Extrait du texte:
+-------+
Pourquoi l’art ? Je peints, je fais de la terre, je suis attaché à tout ce qui est dans le domaine artistique, la poésie, la musique… Kéran a une sensibilité, un intérêt profond, dans son être ; il développe ça tranquillement. Il a une personnalité sensible et une approche tranquille de la vie.

Dès qu’il a pu poser des mots sur sa problématique, il a pu se vivre de façon un peu plus tranquille, sans angoisse. Et puis il a la foi chrétienne, qu’il vit comme un soutien spirituel à sa problématique. Avec tout ça il s’ouvre, en regardant vers le haut.
Je me suis attaché à être toujours présent, au mieux par rapport à sa problématique (faire les accompagnements, rencontrer les enseignants etc.). Nous aussi avons été soulagés et avons moins d’exigence envers lui. Nous prenons en compte ses difficultés, y compris dans l’expression de sa pensée. Quand les choses le concernent il est clair, sa pensée est organisée, mais quand s’est plus éloigné ou abstrait, c’est beaucoup plus difficile.

Ce syndrome chez Kéran n’a pas d’impact négatif dans notre vivre ensemble. Rien qui touche nos relations, crée des désaccords ou des incompréhensions ou du stress. Par contre il faut être là pour l’aider à s’organiser, à voir clair. Y compris dans la vie quotidienne ; je m’attache par exemple à ce qu’il range un peu sa chambre, car on ne peut pas voir clair dans une chambre en bazar… Il est « dystemporel » : il n’est pas lent, il vit à sa vitesse, son rythme, qui n’est pas forcément le nôtre.

Actuellement, avec l’ergothérapeute aussi, on essaie de faire en sorte qu’il devienne plus autonome dans sa formation et sa vie quotidienne. Mais c’est un peu paradoxal, de travailler sur l’organisation alors qu’il a un problème d’organisation. On est dans les projets et dans son quotidien en même temps. Pour l’instant c’est tranquille, par rapport à son projet, il chemine tranquillement.
+-------+
Données:

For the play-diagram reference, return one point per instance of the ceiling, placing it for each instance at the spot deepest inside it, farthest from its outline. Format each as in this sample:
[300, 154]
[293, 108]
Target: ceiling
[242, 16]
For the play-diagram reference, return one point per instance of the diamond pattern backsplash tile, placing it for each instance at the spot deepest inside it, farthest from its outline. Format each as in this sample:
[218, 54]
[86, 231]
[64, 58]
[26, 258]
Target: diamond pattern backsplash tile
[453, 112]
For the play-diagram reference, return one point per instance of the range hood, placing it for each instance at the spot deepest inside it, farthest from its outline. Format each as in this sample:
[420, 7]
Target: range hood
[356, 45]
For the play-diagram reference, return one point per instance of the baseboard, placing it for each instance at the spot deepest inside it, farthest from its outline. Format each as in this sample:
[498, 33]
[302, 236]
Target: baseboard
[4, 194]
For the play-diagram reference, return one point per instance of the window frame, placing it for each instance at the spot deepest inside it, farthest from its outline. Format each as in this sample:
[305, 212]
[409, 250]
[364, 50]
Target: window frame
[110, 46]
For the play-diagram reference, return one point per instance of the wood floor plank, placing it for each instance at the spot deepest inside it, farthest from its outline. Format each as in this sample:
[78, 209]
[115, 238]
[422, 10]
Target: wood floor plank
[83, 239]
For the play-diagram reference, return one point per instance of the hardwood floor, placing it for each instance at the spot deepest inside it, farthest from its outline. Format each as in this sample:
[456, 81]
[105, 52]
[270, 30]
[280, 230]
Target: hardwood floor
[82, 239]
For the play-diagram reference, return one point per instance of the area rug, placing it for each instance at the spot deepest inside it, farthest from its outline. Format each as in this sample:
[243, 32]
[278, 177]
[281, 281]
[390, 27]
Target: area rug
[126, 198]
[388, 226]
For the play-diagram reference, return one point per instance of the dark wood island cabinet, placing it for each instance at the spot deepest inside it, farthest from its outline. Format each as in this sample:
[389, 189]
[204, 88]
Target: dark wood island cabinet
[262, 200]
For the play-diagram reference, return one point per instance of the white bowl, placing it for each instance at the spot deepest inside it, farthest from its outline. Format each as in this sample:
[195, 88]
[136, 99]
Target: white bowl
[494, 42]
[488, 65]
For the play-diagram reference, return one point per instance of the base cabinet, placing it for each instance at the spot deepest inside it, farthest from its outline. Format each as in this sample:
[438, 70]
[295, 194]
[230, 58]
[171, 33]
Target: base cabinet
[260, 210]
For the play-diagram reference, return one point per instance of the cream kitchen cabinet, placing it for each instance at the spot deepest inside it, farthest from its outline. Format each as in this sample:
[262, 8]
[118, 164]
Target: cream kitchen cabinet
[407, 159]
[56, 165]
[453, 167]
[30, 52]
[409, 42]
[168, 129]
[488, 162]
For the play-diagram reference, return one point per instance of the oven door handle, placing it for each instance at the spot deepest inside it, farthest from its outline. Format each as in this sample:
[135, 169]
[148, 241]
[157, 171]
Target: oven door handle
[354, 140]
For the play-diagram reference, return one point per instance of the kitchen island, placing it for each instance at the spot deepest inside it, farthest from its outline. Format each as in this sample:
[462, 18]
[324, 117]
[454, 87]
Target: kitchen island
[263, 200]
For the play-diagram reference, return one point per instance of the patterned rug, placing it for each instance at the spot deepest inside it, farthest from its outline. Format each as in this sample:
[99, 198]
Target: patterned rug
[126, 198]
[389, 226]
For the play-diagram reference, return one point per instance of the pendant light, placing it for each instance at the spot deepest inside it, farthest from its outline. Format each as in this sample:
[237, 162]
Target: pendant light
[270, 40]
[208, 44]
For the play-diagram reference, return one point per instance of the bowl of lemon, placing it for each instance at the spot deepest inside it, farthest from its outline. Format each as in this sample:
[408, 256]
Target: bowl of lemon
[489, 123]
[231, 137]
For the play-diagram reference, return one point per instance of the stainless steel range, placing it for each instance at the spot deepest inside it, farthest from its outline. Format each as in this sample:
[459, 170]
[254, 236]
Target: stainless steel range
+-------+
Consigne: Poursuivez le témoignage sur Kéran en reprenant juste après sa dernière phrase.

Réponse:
Le choix de ce CAP était un coup de cœur, j’avoue que c’est moi qui lui ai parlé du bois. Il avait conscience dès le départ qu’il faudrait qu’il fasse autre chose après. En fait, Kéran était plutôt parti sur le cirque, ou le dessin manga. Par rapport au cirque nous n’étions pas opposés mais quel avenir professionnel y avait-il ? De toute façon ça lui appartient, il aura d’autres possibilités dans sa vie de réaliser ces projets. Kéran avait besoin de quelque chose de simple, de concret. Il ne sera peut-être pas céramiste, mais cela n’est pas grave. On l’aide à avancer, à ne pas lâcher prise sur les difficultés.

Quand il va partir pour préparer son BMA, au départ il sera en internat, cela donne un cadre. Et puis il gèrera, il faudra qu’il trouve les bonnes personnes, et peut-être vivra dans son désordre si c’est ça sa vie… Il rêve de vivre dans une cabane, dans la nature, il n’a pas de stress dans l’organisation de sa vie. Il faut juste l’aider à mener à bien son projet. Je ne suis pas inquiet pour son avenir, même si pour le moment c’est un peu flou. Il a des capacités, il saura faire face.

Il m’a fait confiance par rapport au choix de la céramique, et

on essaie de travailler là-dessus. La confiance fait qu’il veut m’écouter, tenir compte de ce que je lui dis, et il sait qu’il a besoin de cette aide.

Vraiment, pour le moment, le syndrome dysexécutif n’a pas d’impact négatif autour de lui, les portes peuvent s’ouvrir. Il aime les relations, et ça fonctionne bien. Les gens l’apprécient.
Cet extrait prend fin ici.